'I'm going to help some kids' Cedar Rapids school resource officers look to be positive influence

But some worry if officers in schools is a good idea


Cedar Rapids police Officer Drew Tran has an open-door policy in his office — a converted storage closet between Jefferson High School’s administrative and counseling offices.

Several students stopped by one Thursday afternoon: one to show him a certificate he’d earned from the principal, another to grab a candy from Tran’s desk and another to ask for help rescheduling a job interview.

It took time for Tran to become a trusted mentor to many of the teenagers at the school on the city’s west side. Many, he said, at first saw him only as his uniform.


“I tell kids this every day … I don’t get dressed in the morning, look at myself in the mirror and say, ‘I’m going to go bust some kids,’” Tran, 39, said. “My motivation is I’m going to go help some kids. I’m going to go teach some kids to stay out of trouble.”

Nearly a decade since the Cedar Rapids Community School District and the Cedar Rapids Police Department started positioning officers in public high schools, the “school resource officers” have become integral — even beloved — members of the schools.

But while building relationships is the primary goal of Cedar Rapids’ School Resource Officer program, officers maintain the authority to issue citations and arrest students if necessary.

“SROs have made arrests, and the arrests are made when they feel it’s necessary to effect an arrest, but there are other avenues,” Cedar Rapids Police Chief Wayne Jerman said. “I know SROs explore other avenues outside of arresting a student for whatever the offense may be. Having an armed and sworn police officer in the school to effect arrests or to be used in disciplinary matters — is really a misconception.”

Since August, the start of this school year, about 180 police reports have been filed over incidents at Cedar Rapids-Iowa City area high schools, according to records obtained from police departments in Cedar Rapids, Marion, Iowa City, Mount Vernon, North Liberty and Hiawatha as well as the Linn County and Johnson County sheriffs’ offices.


About 90 percent of those reports were made at a high school with a school resource officer: Kennedy, Washington, Jefferson and Metro in the Cedar Rapids Community School District; Prairie High in the College Community district; Linn-Mar High and Marion High.

Police reports are coded as an arrest, law enforcement officials said, but typically they do not involve taking students into custody.

*Excerpted records*
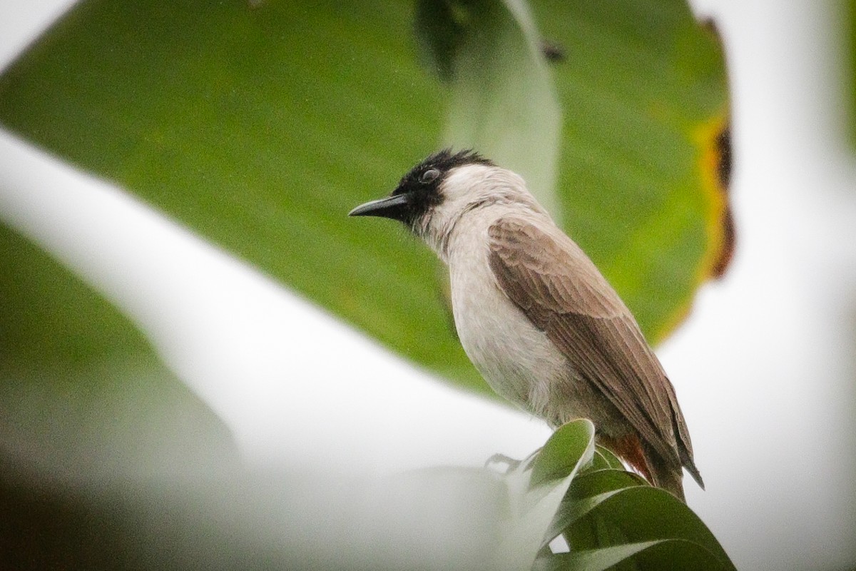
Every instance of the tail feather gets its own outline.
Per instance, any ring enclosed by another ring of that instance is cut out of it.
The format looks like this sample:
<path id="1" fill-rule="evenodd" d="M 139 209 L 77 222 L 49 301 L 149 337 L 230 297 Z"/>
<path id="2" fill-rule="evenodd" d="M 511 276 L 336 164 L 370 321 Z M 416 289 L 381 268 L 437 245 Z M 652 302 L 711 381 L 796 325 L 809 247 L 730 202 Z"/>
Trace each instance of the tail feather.
<path id="1" fill-rule="evenodd" d="M 651 485 L 655 485 L 657 488 L 663 488 L 666 491 L 671 492 L 673 496 L 677 497 L 683 503 L 687 503 L 687 498 L 684 497 L 684 471 L 683 467 L 675 462 L 668 462 L 663 460 L 653 449 L 642 444 L 643 455 L 645 456 L 645 467 L 647 473 L 645 475 L 648 481 L 651 482 Z M 698 471 L 696 470 L 693 477 L 698 474 Z M 699 482 L 701 476 L 699 475 L 696 481 Z M 704 486 L 702 486 L 704 489 Z"/>

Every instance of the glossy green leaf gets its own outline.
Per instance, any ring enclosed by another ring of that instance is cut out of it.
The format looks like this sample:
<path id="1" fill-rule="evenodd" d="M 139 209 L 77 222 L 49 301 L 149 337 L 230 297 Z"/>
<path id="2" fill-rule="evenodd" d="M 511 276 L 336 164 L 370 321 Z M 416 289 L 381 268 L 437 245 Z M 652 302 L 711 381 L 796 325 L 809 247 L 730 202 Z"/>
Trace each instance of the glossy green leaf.
<path id="1" fill-rule="evenodd" d="M 84 0 L 0 77 L 0 123 L 485 390 L 432 254 L 346 213 L 443 140 L 496 139 L 645 331 L 668 329 L 716 250 L 703 168 L 726 113 L 715 38 L 677 0 L 443 5 L 483 17 L 417 21 L 392 0 Z M 440 35 L 454 21 L 450 83 L 420 63 L 417 21 Z"/>
<path id="2" fill-rule="evenodd" d="M 597 444 L 594 451 L 595 458 L 590 470 L 623 470 L 624 464 L 621 459 L 608 448 Z"/>
<path id="3" fill-rule="evenodd" d="M 595 479 L 598 473 L 587 476 Z M 603 486 L 597 483 L 595 487 Z M 588 492 L 592 491 L 591 488 Z M 728 555 L 707 526 L 681 500 L 668 491 L 635 485 L 577 499 L 572 509 L 581 514 L 566 529 L 572 550 L 622 545 L 645 541 L 681 539 L 695 544 L 719 562 L 716 568 L 733 569 Z"/>
<path id="4" fill-rule="evenodd" d="M 514 170 L 561 222 L 556 175 L 562 111 L 529 6 L 483 0 L 468 11 L 443 144 L 479 149 Z"/>
<path id="5" fill-rule="evenodd" d="M 648 485 L 648 483 L 640 476 L 624 470 L 597 470 L 579 474 L 556 510 L 550 535 L 556 537 L 612 494 L 636 485 Z"/>

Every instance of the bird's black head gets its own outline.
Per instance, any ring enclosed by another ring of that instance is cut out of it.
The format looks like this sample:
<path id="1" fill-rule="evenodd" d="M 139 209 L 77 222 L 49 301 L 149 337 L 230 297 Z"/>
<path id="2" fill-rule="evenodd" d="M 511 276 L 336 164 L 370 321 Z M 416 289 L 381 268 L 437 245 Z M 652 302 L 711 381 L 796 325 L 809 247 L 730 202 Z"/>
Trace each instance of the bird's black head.
<path id="1" fill-rule="evenodd" d="M 357 206 L 348 216 L 380 216 L 414 228 L 432 208 L 443 202 L 441 185 L 449 172 L 465 164 L 493 165 L 472 150 L 453 153 L 443 149 L 431 155 L 401 177 L 389 197 Z"/>

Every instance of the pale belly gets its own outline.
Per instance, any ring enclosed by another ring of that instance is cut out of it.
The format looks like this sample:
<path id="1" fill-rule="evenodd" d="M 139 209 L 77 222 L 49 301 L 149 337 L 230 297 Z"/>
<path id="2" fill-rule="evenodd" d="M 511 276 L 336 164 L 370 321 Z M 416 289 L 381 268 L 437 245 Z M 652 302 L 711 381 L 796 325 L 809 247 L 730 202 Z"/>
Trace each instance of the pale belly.
<path id="1" fill-rule="evenodd" d="M 458 336 L 490 387 L 551 424 L 574 416 L 568 360 L 496 285 L 487 252 L 473 249 L 449 261 Z"/>

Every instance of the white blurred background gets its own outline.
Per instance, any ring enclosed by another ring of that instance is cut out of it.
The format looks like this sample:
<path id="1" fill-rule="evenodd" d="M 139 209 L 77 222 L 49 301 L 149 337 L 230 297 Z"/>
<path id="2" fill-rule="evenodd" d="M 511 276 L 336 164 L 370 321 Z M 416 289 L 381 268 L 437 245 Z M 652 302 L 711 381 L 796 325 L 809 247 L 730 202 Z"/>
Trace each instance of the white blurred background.
<path id="1" fill-rule="evenodd" d="M 3 0 L 0 65 L 71 3 Z M 737 250 L 657 351 L 707 485 L 687 480 L 687 501 L 740 568 L 853 568 L 856 169 L 843 6 L 692 3 L 716 19 L 727 50 Z M 2 132 L 0 220 L 122 307 L 252 462 L 369 473 L 479 466 L 495 452 L 525 455 L 549 434 Z"/>

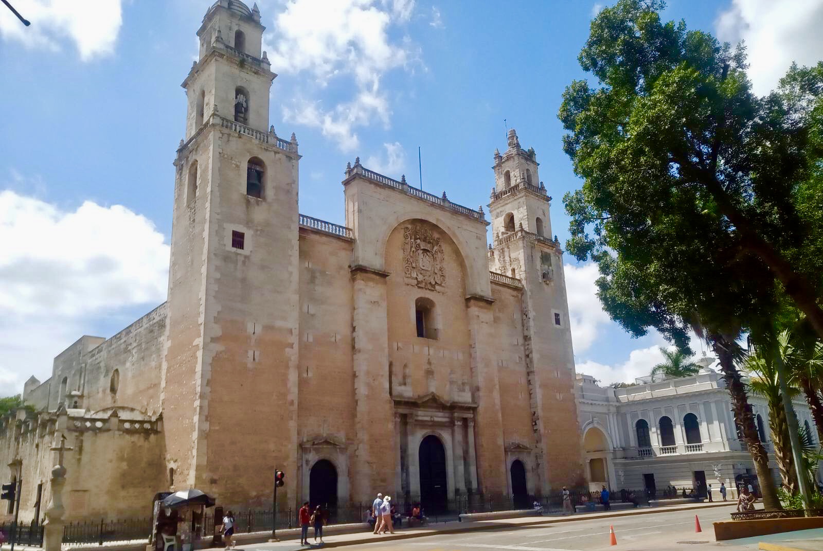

*Short task 1*
Summarize the article on Cedar Rapids school resource officers in two sentences.
*Short task 2*
Print the passage of the article on Cedar Rapids school resource officers from "It took time" up to and including "students if necessary.".
The rows are separate material, unrelated to the article on Cedar Rapids school resource officers.

*Exercise result 1*
For nearly a decade, the Cedar Rapids Community School District and police department have placed school resource officers in public high schools, where officers such as Drew Tran at Jefferson High say their aim is to help students rather than to bust them. Building relationships is the program's primary goal, but officers can still issue citations and make arrests, and about 180 police reports have been filed at area high schools since August, roughly 90 percent of them at schools with a resource officer.

*Exercise result 2*
It took time for Tran to become a trusted mentor to many of the teenagers at the school on the city’s west side. Many, he said, at first saw him only as his uniform.


“I tell kids this every day … I don’t get dressed in the morning, look at myself in the mirror and say, ‘I’m going to go bust some kids,’” Tran, 39, said. “My motivation is I’m going to go help some kids. I’m going to go teach some kids to stay out of trouble.”

Nearly a decade since the Cedar Rapids Community School District and the Cedar Rapids Police Department started positioning officers in public high schools, the “school resource officers” have become integral — even beloved — members of the schools.

But while building relationships is the primary goal of Cedar Rapids’ School Resource Officer program, officers maintain the authority to issue citations and arrest students if necessary.